**ASSIGNED TASK**
Look through the records, and whenever a line includes the word "below", copy it.

**EXERCISE DATA**
((
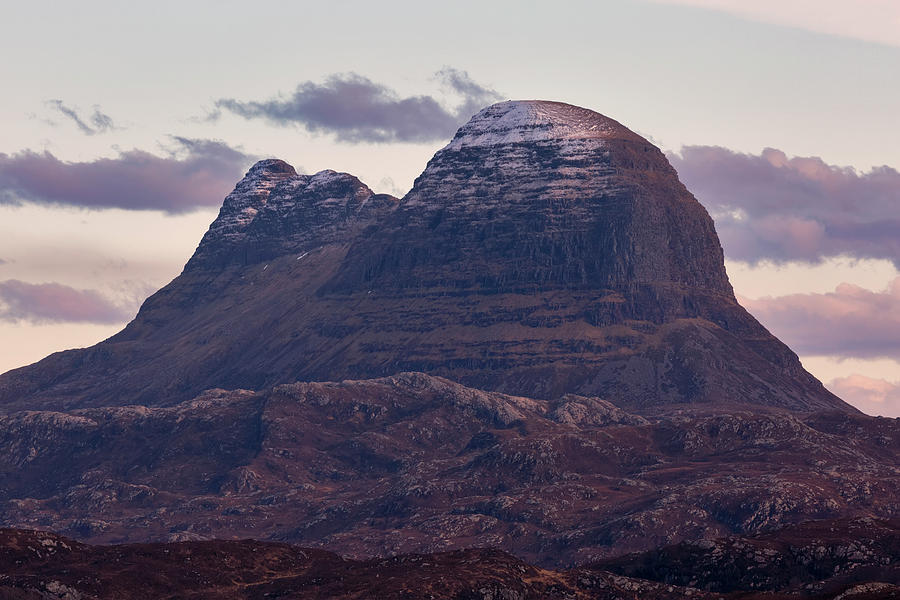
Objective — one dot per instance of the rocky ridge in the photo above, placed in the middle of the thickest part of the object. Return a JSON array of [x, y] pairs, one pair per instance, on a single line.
[[415, 463], [546, 250]]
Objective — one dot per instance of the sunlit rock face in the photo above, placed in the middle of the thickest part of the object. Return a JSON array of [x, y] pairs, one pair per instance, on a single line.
[[545, 250]]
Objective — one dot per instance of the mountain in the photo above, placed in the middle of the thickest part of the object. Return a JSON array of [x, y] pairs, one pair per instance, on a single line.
[[537, 348], [416, 463], [802, 562], [546, 250]]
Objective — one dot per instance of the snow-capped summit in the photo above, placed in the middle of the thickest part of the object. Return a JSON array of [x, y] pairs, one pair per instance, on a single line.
[[518, 121]]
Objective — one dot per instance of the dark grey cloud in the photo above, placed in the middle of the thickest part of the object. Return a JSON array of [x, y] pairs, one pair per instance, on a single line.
[[848, 322], [771, 207], [194, 174], [96, 122], [356, 109], [57, 303]]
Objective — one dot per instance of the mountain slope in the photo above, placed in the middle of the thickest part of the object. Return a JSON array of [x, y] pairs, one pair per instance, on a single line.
[[545, 250], [415, 463]]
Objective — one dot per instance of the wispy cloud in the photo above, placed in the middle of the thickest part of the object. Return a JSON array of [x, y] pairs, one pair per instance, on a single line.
[[195, 173], [57, 303], [849, 322], [92, 124], [357, 109], [869, 20], [771, 207], [872, 396]]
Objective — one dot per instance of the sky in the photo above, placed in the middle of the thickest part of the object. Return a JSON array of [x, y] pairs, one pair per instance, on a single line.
[[124, 126]]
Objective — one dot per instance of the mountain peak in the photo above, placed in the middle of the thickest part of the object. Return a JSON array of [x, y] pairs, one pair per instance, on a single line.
[[518, 121], [272, 166]]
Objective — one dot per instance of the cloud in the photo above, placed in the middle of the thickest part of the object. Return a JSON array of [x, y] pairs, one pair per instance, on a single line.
[[872, 396], [356, 109], [194, 174], [771, 207], [97, 122], [56, 303], [869, 20], [849, 322]]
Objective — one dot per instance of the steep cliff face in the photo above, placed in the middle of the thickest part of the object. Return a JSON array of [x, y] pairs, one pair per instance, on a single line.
[[415, 463], [545, 250]]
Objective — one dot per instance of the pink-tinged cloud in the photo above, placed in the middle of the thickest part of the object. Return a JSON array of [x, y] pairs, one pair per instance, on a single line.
[[199, 173], [849, 322], [877, 397], [56, 303], [771, 207], [869, 20], [356, 109]]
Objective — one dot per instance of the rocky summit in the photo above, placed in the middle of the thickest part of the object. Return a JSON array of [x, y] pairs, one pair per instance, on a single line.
[[546, 250]]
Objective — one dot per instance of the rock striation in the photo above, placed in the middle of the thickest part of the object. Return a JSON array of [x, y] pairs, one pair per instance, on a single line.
[[546, 250]]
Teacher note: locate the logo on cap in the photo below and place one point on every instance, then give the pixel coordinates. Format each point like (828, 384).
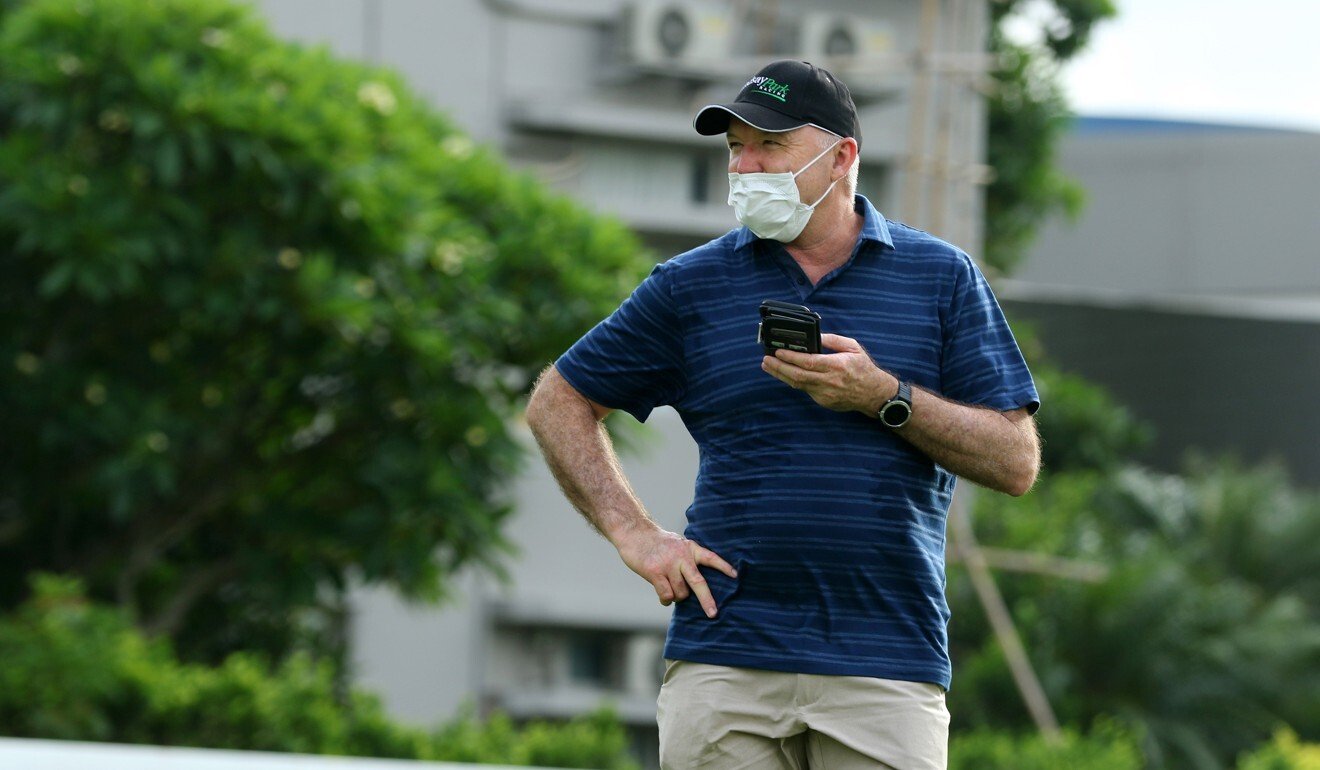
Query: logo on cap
(770, 86)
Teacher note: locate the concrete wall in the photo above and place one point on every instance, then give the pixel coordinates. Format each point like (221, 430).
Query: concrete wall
(1187, 211)
(32, 754)
(1211, 378)
(1189, 285)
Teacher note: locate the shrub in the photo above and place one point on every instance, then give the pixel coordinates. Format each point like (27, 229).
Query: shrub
(79, 671)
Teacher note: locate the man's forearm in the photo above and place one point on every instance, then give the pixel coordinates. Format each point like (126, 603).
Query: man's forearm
(994, 449)
(581, 457)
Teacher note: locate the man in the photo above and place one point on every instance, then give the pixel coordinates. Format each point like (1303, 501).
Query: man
(809, 625)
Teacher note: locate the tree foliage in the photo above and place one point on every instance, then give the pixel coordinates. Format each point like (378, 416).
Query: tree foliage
(1027, 114)
(1203, 639)
(264, 320)
(79, 671)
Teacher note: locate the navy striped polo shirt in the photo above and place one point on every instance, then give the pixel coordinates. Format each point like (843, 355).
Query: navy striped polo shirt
(834, 525)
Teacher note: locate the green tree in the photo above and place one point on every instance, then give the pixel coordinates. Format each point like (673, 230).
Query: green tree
(1203, 638)
(264, 321)
(1027, 114)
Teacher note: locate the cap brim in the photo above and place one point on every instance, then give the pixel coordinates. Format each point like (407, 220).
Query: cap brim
(714, 118)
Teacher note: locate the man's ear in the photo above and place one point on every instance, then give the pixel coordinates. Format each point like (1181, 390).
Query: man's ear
(845, 155)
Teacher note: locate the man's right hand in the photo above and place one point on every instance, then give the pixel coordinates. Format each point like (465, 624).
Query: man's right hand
(669, 561)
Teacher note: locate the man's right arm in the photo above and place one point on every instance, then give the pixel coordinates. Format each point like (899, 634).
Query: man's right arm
(577, 448)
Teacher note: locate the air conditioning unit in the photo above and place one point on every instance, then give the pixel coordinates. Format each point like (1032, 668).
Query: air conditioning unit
(848, 41)
(672, 33)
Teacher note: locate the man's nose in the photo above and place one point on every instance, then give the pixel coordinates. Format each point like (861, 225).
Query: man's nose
(747, 161)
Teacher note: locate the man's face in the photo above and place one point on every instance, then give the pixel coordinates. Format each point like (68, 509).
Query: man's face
(755, 151)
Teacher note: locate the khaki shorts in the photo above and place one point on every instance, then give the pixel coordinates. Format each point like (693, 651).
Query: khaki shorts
(724, 719)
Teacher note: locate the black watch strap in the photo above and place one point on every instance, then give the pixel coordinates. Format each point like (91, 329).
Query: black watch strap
(896, 411)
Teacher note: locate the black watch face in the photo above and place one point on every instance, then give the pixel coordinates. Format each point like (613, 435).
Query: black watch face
(895, 414)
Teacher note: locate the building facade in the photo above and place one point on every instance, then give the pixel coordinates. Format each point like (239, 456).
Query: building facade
(1189, 285)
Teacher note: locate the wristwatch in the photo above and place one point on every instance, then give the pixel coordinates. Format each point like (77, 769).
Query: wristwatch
(895, 412)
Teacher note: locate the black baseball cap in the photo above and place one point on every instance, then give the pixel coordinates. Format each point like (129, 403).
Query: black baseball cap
(784, 95)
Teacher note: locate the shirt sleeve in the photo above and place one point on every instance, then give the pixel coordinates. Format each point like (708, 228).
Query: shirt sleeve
(631, 361)
(982, 363)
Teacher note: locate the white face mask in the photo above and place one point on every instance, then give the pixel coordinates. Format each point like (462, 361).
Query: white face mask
(770, 204)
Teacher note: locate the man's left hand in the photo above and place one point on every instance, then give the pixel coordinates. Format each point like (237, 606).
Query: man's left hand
(842, 381)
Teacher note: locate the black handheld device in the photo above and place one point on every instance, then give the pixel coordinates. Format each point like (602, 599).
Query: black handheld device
(788, 326)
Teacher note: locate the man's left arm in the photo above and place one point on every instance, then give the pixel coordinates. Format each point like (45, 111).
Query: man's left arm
(995, 449)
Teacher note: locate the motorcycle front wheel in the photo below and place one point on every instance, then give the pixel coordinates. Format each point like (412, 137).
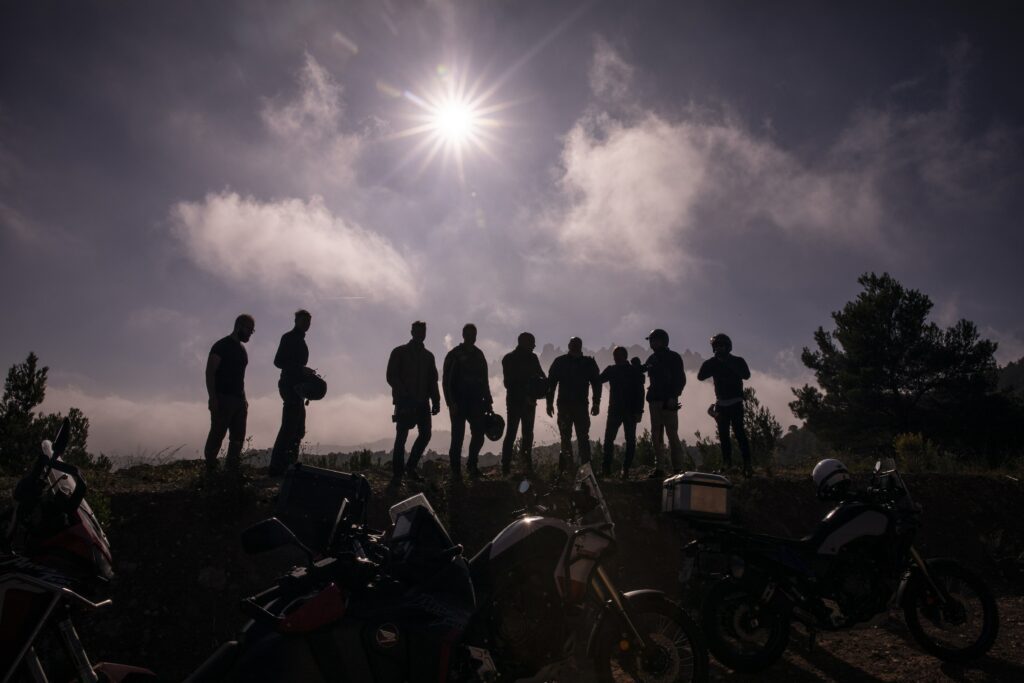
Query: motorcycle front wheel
(741, 634)
(957, 627)
(675, 653)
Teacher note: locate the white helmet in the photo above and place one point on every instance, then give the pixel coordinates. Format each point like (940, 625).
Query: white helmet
(832, 478)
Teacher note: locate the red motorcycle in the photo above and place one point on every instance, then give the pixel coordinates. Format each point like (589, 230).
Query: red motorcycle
(53, 554)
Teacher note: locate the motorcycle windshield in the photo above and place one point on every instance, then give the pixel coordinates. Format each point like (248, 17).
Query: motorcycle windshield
(598, 513)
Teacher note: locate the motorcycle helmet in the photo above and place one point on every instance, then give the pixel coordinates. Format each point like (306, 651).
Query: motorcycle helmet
(832, 479)
(537, 387)
(494, 426)
(312, 387)
(658, 333)
(721, 339)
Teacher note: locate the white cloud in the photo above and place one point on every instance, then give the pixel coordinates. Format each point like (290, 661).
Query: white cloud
(291, 244)
(144, 427)
(638, 185)
(314, 113)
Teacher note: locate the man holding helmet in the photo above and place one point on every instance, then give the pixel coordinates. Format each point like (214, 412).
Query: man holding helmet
(412, 374)
(728, 372)
(524, 383)
(291, 358)
(467, 393)
(665, 369)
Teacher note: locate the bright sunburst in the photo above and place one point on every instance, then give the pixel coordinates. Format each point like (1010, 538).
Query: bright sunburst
(453, 119)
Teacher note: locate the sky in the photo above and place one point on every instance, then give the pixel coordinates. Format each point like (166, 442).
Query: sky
(700, 167)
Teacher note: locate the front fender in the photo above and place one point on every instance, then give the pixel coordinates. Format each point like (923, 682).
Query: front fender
(635, 601)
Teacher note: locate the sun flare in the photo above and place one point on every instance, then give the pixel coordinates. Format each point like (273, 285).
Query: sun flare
(453, 119)
(456, 122)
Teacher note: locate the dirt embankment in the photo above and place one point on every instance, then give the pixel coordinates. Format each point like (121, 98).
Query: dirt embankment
(181, 571)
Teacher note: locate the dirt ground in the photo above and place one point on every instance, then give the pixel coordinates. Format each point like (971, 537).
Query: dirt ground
(174, 534)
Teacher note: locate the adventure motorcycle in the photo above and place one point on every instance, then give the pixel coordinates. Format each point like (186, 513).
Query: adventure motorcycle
(857, 565)
(53, 553)
(535, 604)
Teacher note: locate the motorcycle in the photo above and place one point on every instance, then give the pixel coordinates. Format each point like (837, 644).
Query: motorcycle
(857, 565)
(53, 554)
(534, 605)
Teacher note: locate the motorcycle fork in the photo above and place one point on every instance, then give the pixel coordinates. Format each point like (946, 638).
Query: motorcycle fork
(605, 590)
(920, 561)
(77, 652)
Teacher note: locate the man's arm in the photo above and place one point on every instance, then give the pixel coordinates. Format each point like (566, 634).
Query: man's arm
(742, 369)
(393, 370)
(553, 378)
(446, 372)
(682, 375)
(435, 397)
(212, 364)
(280, 358)
(706, 370)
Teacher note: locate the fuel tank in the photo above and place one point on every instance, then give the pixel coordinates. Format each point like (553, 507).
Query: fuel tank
(847, 523)
(525, 540)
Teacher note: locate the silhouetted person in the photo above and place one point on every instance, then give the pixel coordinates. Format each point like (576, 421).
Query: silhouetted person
(665, 370)
(522, 373)
(467, 394)
(625, 408)
(571, 375)
(728, 372)
(412, 374)
(225, 384)
(291, 358)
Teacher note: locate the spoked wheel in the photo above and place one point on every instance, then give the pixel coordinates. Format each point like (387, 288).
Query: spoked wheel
(957, 626)
(740, 633)
(675, 651)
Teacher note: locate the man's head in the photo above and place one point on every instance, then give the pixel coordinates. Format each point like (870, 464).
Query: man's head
(721, 344)
(245, 326)
(658, 339)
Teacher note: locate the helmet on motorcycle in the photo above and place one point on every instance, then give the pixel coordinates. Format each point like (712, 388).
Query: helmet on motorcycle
(830, 478)
(494, 426)
(722, 340)
(312, 387)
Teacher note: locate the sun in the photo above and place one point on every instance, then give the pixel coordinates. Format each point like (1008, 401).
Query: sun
(454, 120)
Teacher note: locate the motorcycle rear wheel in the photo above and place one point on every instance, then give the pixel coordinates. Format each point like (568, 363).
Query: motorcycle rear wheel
(964, 629)
(740, 634)
(676, 649)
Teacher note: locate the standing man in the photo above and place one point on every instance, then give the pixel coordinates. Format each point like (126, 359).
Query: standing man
(225, 384)
(665, 368)
(523, 375)
(570, 375)
(291, 358)
(467, 394)
(412, 374)
(625, 408)
(728, 372)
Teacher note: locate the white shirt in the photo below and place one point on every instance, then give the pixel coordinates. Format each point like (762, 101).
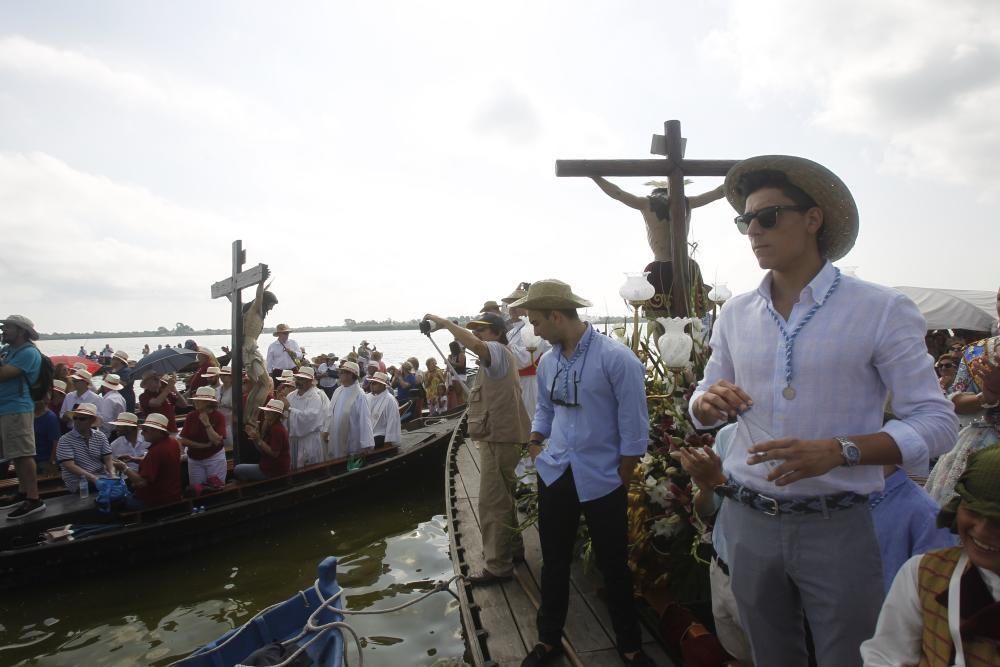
))
**TASK RESPONSE**
Teacher note: locate the logo on cap in the photo below and place one point on every instance, then give the pixel coordinates. Format each point like (828, 384).
Teacher note: locate the motorcycle front wheel in the photo below and place one point on every instance, then give the pixel coordinates. Format each point like (412, 137).
Teacher note: locate the white shirt in the photo below and place one point on every instance, then give the pixel coordinates. Format each point like (762, 101).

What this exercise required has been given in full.